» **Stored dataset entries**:
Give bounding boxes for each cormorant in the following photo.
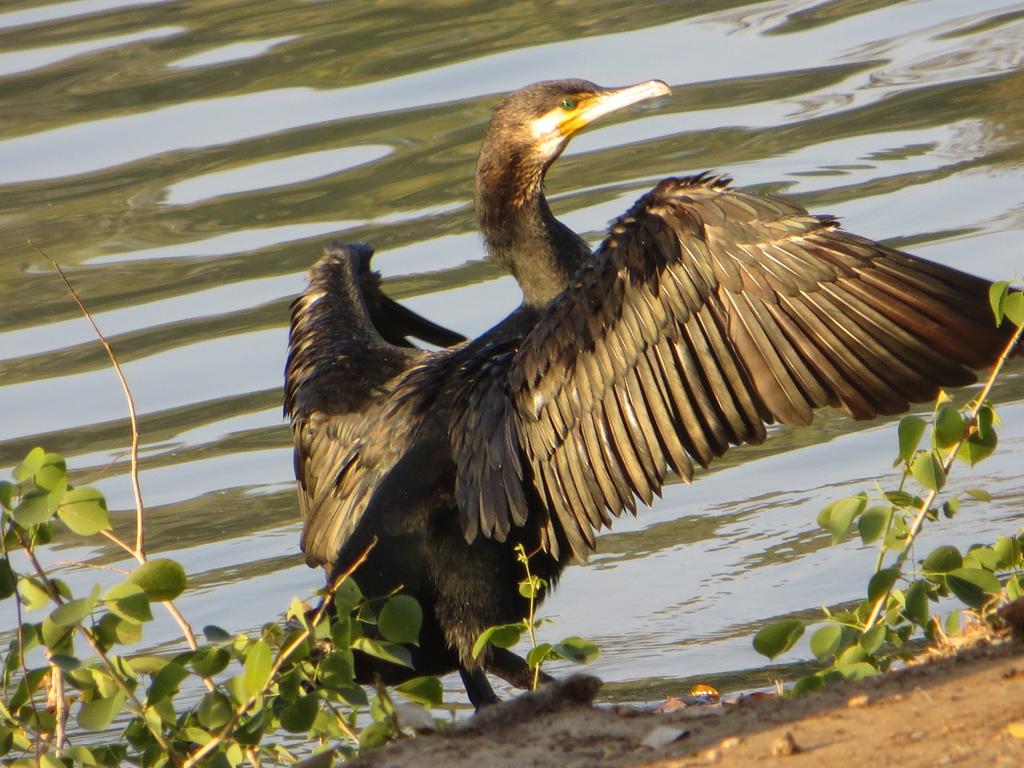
[285,80,1009,707]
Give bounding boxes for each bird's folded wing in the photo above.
[285,243,426,565]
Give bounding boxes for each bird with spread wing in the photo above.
[285,80,1010,707]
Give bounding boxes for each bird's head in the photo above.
[476,80,671,204]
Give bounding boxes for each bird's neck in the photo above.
[476,150,590,308]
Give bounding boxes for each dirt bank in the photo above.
[351,641,1024,768]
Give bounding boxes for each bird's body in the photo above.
[286,81,1008,705]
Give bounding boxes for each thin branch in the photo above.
[50,660,68,755]
[29,240,215,691]
[29,240,145,557]
[864,325,1024,632]
[182,538,377,768]
[7,528,42,765]
[53,560,129,575]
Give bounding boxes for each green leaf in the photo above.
[897,416,927,462]
[946,568,1000,608]
[825,494,867,545]
[203,624,232,643]
[921,544,964,573]
[131,655,170,675]
[0,555,17,600]
[57,746,99,768]
[993,536,1021,568]
[14,490,50,528]
[933,406,964,449]
[964,547,999,570]
[102,582,153,624]
[526,643,552,670]
[988,280,1010,326]
[754,618,804,658]
[96,613,142,645]
[942,496,959,520]
[903,580,932,627]
[956,429,998,467]
[858,624,886,655]
[395,677,444,707]
[836,662,879,680]
[811,624,843,662]
[128,558,187,602]
[793,675,825,695]
[50,653,82,672]
[57,487,111,536]
[196,691,234,731]
[352,637,413,669]
[39,617,75,653]
[50,597,96,627]
[867,565,900,603]
[519,575,548,600]
[473,624,523,658]
[552,629,598,664]
[50,585,99,627]
[243,640,272,696]
[910,451,946,490]
[857,505,893,544]
[35,454,68,493]
[189,646,231,677]
[78,689,125,731]
[885,490,914,508]
[1002,291,1024,326]
[279,693,319,733]
[316,647,355,690]
[946,610,961,637]
[145,662,188,707]
[377,595,423,645]
[11,445,46,482]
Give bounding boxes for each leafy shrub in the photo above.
[0,449,441,766]
[754,283,1024,692]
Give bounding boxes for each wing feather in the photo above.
[456,175,1009,558]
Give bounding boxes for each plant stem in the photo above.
[863,325,1024,632]
[29,240,145,558]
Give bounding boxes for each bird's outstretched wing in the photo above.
[285,243,462,565]
[452,175,1009,558]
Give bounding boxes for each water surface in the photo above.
[0,0,1024,700]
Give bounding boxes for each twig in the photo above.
[182,538,377,768]
[16,531,181,766]
[29,240,145,558]
[7,528,40,765]
[863,325,1024,632]
[29,240,216,691]
[50,659,68,755]
[53,560,129,575]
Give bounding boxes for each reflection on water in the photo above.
[0,0,1024,698]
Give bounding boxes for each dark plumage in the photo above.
[285,81,1009,706]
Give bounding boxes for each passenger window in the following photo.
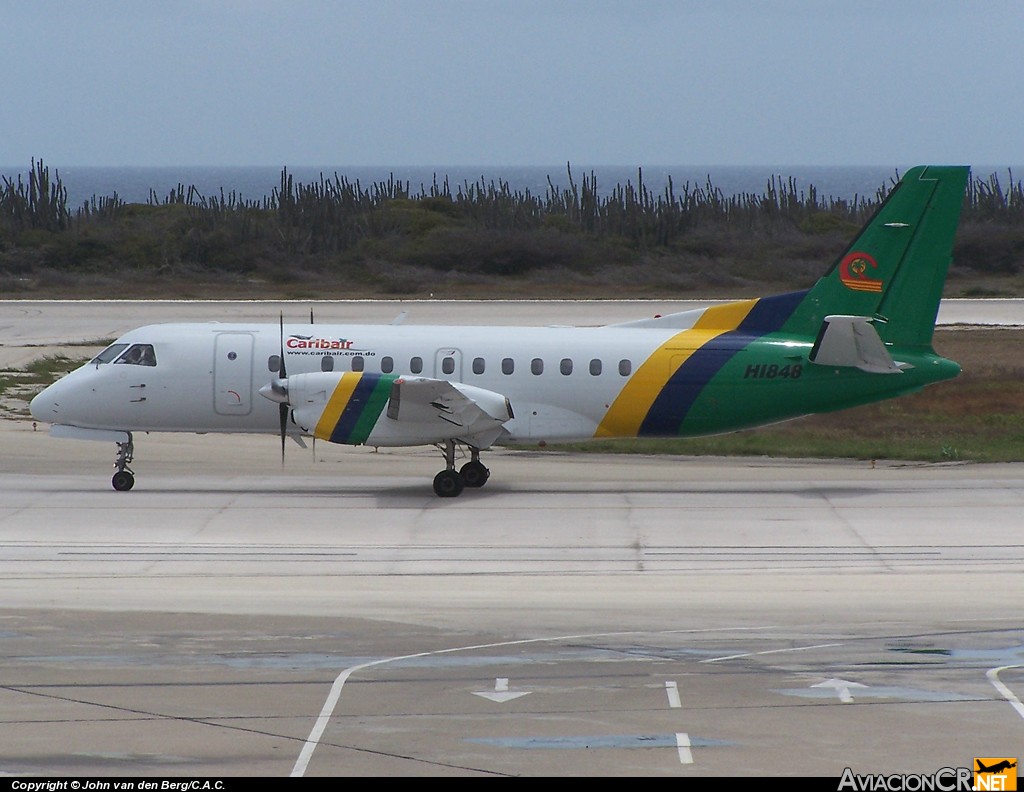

» **What is being asked**: Copy every entry above word for word, leaving out the pictures.

» **Result of the task**:
Give bounding boxes for each cormorant in the following photo.
[285,80,1009,707]
Give bounding boxes for each bird's folded wing in the photo above.
[285,243,426,565]
Give bounding boxes for each bird with spread wing in the photo above.
[285,80,1010,707]
Give bounding boxes for each bird's head in the photo above.
[476,80,671,204]
Give bounding boxes for each bird's neck in the photo above.
[476,150,590,308]
Give bounding boxes for each dirt bank in the photo above.
[351,641,1024,768]
Give bounding boxes for each bird's body in the photo above.
[286,81,1008,705]
Give bounding boxes for each thin branch in the photo above.
[50,660,68,755]
[29,240,215,691]
[29,240,145,557]
[864,325,1024,632]
[182,538,377,768]
[7,528,42,765]
[53,560,129,575]
Give bounding boxes for each green leaf in the photo above.
[897,416,927,462]
[946,568,1000,608]
[825,494,867,545]
[203,624,232,643]
[921,544,964,573]
[131,655,170,675]
[0,555,17,600]
[57,746,99,768]
[993,536,1021,568]
[14,490,50,528]
[933,406,964,449]
[964,547,999,570]
[102,582,153,624]
[526,643,552,670]
[988,280,1010,326]
[754,618,804,658]
[96,613,142,645]
[942,496,959,520]
[903,580,932,627]
[956,429,998,467]
[858,624,886,655]
[395,677,444,707]
[836,662,879,680]
[811,624,843,662]
[128,558,187,602]
[793,675,825,695]
[50,653,82,672]
[57,487,111,536]
[196,691,234,731]
[352,637,413,669]
[39,617,75,653]
[50,597,96,627]
[867,565,900,603]
[519,575,548,600]
[473,624,523,658]
[552,629,598,664]
[50,585,99,627]
[243,640,272,696]
[910,451,946,490]
[857,505,893,544]
[35,454,68,493]
[189,646,231,677]
[78,689,125,731]
[885,490,914,508]
[1002,291,1024,326]
[279,693,319,733]
[316,647,355,690]
[946,610,961,637]
[145,662,188,707]
[377,595,423,645]
[11,445,46,482]
Give bounding boxes for each leafy shrub in the photo above.
[0,449,441,766]
[754,283,1024,692]
Give bounding boxes for each wing feather in the photo above.
[456,175,1009,558]
Give bounding boxes for each plant stem in the photo above.
[863,325,1024,632]
[29,240,145,558]
Give bounding boxes for each bird's outstretched wing in the photo above.
[285,243,462,565]
[452,175,1009,558]
Give bounding boxes for each water surface in the photo above.
[0,0,1024,700]
Give bounding boxes for each twig in the photo above.
[182,538,377,768]
[16,531,181,766]
[29,240,145,558]
[7,528,40,765]
[863,325,1024,632]
[29,240,216,691]
[50,659,68,755]
[53,560,129,575]
Give bounding boxes for each reflection on water in the photo above.
[0,0,1024,698]
Give bounding boxes for each dark plumage in the photo above.
[285,81,1009,706]
Give bounding boxes for each passenger window in the following photo.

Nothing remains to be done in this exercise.